### [TEKS TERSEDIA]
------------------------

Pasar Obligasi RI Terkoreksi di Hari Kejepit Nasional
Irvin Avriano Arief, CNBC Indonesia
31 May 2019 12:01

Jakarta, CNBC Indonesia - Harga obligasi pemerintah dalam mata uang rupiah kembali terkoreksi meskipun tipis di tengah hari kejepit nasional mengingat belum ada sentimen positif yang kuat di tengah kondisi pasar keuangan global yang semakin tidak kondusif.
Penurunan harga surat utang negara (SUN) itu seiring dengan koreksi yang terjadi di pasar surat utang pemerintah negara berkembang yang lain.
Data Refinitiv menunjukkan terkoreksinya harga SUN itu tercermin dari empat seri acuan (benchmark) yang sekaligus menaikkan tingkat imbal hasilnya (yield). Pergerakan harga dan yield obligasi saling bertolak belakang di pasar sekunder.
Yield juga lebih umum dijadikan acuan transaksi obligasi dibanding harga karena mencerminkan kupon, tenor, dan risiko dalam satu angka.
SUN adalah surat berharga negara (SBN) konvensional rupiah yang perdagangannya paling ramai di pasar domestik, sehingga dapat mencerminkan kondisi pasar obligasi secara umum.
Keempat seri yang menjadi acuan itu adalah FR0077 bertenor 5 tahun, FR0078 bertenor 10 tahun, FR0068 bertenor 15 tahun, dan FR0079 bertenor 20 tahun.
Seri acuan yang paling melemah adalah FR0078 yang bertenor 10 tahun dengan kenaikan yield 3,4 basis poin (bps) menjadi 8,06%. Besaran 100 bps setara dengan 1%.
Koreksi terjadi di tengah semakin memanasnya perang dagang China-Amerika Serikat di mana pemerintahan Negeri Tirai Bambu melempar ancaman ekspor mineral unik yang menjadi bahan baku perangkat telekomunikasi hingga pertahanan (rare earth).
Yield Obligasi Negara Acuan 31 Mei'19
Sumber: Refinitiv
Koreksi SBN hari ini juga membuat selisih (spread) obligasi rupiah pemerintah tenor 10 tahun dengan surat utang pemerintah AS (US Treasury) tenor serupa mencapai 588 bps, melebar dari posisi kemarin 579 bps.
Yield US Treasury 10 tahun turun lagi hingga 2,18% dari posisi kemarin 2,22%.
Terkait dengan pasar US Treasury, saat ini masih terjadi inversi pada tenor 3 bulan-10 tahun, yang lumrah terjadi sejak perang dagang China-AS memanas pada Agustus tahun lalu.

------------------------

(Baris anotasi posisi)
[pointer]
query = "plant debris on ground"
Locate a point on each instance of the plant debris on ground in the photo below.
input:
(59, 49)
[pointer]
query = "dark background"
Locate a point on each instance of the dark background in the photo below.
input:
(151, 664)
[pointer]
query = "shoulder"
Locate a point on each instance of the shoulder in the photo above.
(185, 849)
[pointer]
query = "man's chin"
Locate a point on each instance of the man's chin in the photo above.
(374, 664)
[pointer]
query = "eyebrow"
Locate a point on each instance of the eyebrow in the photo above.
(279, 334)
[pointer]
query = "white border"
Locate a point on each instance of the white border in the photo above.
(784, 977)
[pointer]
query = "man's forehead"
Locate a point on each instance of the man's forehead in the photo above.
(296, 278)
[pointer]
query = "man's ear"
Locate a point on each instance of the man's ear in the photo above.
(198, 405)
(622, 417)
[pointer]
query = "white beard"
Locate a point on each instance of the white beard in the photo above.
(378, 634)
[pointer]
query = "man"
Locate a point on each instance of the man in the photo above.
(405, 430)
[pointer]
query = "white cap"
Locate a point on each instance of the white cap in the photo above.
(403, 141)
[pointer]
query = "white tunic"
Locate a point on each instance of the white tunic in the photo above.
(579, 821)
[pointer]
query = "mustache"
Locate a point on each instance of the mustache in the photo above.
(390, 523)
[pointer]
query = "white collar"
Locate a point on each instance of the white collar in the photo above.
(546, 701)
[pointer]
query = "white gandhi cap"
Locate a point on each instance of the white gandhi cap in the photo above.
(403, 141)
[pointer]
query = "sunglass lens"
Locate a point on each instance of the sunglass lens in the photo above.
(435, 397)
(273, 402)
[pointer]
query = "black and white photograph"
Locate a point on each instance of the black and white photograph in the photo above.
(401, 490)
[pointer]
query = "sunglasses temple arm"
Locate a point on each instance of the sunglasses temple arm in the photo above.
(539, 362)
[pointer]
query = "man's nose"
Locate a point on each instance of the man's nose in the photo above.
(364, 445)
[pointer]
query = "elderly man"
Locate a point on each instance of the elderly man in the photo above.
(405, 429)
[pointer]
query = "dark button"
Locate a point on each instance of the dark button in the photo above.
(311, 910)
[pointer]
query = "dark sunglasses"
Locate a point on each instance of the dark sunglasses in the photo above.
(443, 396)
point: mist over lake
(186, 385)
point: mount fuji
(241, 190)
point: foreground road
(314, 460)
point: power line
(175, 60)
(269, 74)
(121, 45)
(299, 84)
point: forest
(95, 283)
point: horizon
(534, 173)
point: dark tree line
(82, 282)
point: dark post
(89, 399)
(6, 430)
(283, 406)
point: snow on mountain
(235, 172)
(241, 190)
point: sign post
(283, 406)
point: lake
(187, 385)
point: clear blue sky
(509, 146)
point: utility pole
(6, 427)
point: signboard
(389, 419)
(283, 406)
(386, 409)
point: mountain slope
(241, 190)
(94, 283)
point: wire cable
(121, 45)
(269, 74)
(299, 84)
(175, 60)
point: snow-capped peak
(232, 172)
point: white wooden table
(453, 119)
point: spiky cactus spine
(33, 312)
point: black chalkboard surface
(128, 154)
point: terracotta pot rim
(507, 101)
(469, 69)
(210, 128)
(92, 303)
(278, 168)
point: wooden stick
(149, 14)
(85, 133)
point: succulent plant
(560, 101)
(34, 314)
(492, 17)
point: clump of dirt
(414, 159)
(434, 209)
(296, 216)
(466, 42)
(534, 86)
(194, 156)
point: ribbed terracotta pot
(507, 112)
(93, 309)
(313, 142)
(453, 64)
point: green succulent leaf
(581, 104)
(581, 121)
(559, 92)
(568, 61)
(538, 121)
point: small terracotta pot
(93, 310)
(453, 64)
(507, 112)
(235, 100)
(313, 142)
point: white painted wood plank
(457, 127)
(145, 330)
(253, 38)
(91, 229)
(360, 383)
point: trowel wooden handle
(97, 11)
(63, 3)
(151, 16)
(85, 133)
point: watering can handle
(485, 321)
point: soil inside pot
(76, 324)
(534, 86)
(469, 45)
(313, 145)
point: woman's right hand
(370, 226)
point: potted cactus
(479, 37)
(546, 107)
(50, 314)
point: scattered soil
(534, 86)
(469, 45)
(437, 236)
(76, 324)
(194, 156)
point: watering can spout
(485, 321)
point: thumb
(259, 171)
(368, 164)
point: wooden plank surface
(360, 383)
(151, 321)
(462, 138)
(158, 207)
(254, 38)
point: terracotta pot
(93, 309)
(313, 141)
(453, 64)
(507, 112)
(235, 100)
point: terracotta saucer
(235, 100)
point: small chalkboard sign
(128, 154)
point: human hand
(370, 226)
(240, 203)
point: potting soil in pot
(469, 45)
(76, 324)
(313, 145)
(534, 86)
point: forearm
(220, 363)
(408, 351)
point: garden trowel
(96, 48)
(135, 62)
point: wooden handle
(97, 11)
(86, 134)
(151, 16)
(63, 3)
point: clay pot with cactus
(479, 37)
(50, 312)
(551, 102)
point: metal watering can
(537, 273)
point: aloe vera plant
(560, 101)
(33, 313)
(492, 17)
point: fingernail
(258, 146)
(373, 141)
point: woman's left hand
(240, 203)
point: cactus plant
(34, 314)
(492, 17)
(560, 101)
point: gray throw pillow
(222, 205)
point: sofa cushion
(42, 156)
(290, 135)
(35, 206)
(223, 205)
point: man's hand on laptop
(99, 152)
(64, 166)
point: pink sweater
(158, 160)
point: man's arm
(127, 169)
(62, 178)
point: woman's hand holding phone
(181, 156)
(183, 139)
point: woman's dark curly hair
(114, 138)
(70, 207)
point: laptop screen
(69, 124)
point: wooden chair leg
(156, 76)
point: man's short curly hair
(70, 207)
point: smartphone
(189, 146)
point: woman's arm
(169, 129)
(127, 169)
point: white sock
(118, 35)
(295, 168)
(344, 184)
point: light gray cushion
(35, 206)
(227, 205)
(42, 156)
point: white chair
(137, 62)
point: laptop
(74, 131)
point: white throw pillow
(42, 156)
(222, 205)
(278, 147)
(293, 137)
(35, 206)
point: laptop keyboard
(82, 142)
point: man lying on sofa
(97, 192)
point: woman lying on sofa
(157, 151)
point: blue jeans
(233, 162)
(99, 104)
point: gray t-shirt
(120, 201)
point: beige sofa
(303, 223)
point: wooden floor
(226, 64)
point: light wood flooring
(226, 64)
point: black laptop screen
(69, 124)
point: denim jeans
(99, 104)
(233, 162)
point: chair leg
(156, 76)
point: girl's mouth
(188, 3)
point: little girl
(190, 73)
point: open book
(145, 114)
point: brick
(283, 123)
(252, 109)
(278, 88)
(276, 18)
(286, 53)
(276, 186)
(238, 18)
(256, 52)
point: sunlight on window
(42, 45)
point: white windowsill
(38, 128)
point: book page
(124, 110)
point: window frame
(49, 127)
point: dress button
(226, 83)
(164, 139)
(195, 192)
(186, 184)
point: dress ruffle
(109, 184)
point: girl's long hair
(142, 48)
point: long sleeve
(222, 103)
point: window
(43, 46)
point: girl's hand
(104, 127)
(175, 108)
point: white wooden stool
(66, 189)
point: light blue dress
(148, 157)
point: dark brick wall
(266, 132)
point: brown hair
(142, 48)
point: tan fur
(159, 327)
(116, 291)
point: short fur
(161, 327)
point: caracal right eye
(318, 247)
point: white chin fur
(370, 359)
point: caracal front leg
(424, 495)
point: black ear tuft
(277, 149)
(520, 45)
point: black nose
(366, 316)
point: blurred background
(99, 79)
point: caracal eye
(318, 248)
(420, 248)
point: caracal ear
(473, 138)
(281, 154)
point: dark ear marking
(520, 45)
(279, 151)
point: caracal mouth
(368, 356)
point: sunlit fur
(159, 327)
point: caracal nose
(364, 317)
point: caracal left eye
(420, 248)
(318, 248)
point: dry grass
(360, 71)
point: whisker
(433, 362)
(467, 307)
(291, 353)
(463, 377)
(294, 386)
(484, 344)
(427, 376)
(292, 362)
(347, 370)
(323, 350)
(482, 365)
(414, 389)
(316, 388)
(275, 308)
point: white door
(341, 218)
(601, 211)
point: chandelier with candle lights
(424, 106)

------------------------

### [TUGAS 1]
Menurut artikel tentang pasar obligasi RI, seri acuan mana yang paling melemah dan berapa yield-nya setelah naik?
### [TUGAS 2]
Lanjutkan artikel tentang pasar obligasi RI itu mulai setelah kalimat terakhirnya.

### [JAWABAN 1]
FR0078 bertenor 10 tahun, dengan yield naik 3,4 bps menjadi 8,06%.

### [JAWABAN 2]
Inversi kedua tenor tersebut sudah mencapai 18 basis poin, terbesar setidaknya sejak tahun lalu.
Saat ini pelaku pasar global lebih menantikan inversi yang terjadi pada tenor 3 bulan-10 tahun yang mulai terjadi pada awal tahun tetapi timbul dan tenggelam, sebagai indikator yang lebih menegaskan kembali bahwa potensi resesi AS semakin dekat.
Inversi adalah kondisi lebih tingginya yield seri lebih pendek dibanding yield seri lebih panjang.
Inversi tersebut membentuk kurva yield terbalik (inverted yield curve), yang menjadi cerminan investor yang lebih meminati US Treasury seri panjang dibanding yang pendek karena menilai akan terjadi kontraksi jangka pendek, sekaligus indikator adanya potensi tekanan ekonomi bahkan hingga krisis.
Yield US Treasury Acuan 31 Mei'2019
Sumber: Refinitiv
Terkait dengan porsi investor di pasar SBN, data Ditjen Pengelolaan Pembiayaan dan Risiko Kemenkeu (DJPPR) terakhir menunjukkan investor asing menggenggam Rp 951 triliun SBN, atau 38,07% dari total beredar Rp 2.498 triliun berdasarkan data per 24 Mei.
Angka kepemilikannya masih positif Rp 57,75 triliun dibanding posisi akhir Desember Rp 893,25 triliun, sehingga persentasenya masih naik dari 37,71% pada periode yang sama.
Meskipun demikian, sepanjang Mei ini investor asing sudah keluar dari pasar SUN senilai Rp 11,57 triliun dan sepekan lalu nilai dana asing keluar mencapai Rp 3,43 triliun.
Koreksi pasar surat utang hari ini tidak terjadi di pasar ekuitas dan pasar valas yang masing-masingnya malah menguat 0,99% dan 0,14%.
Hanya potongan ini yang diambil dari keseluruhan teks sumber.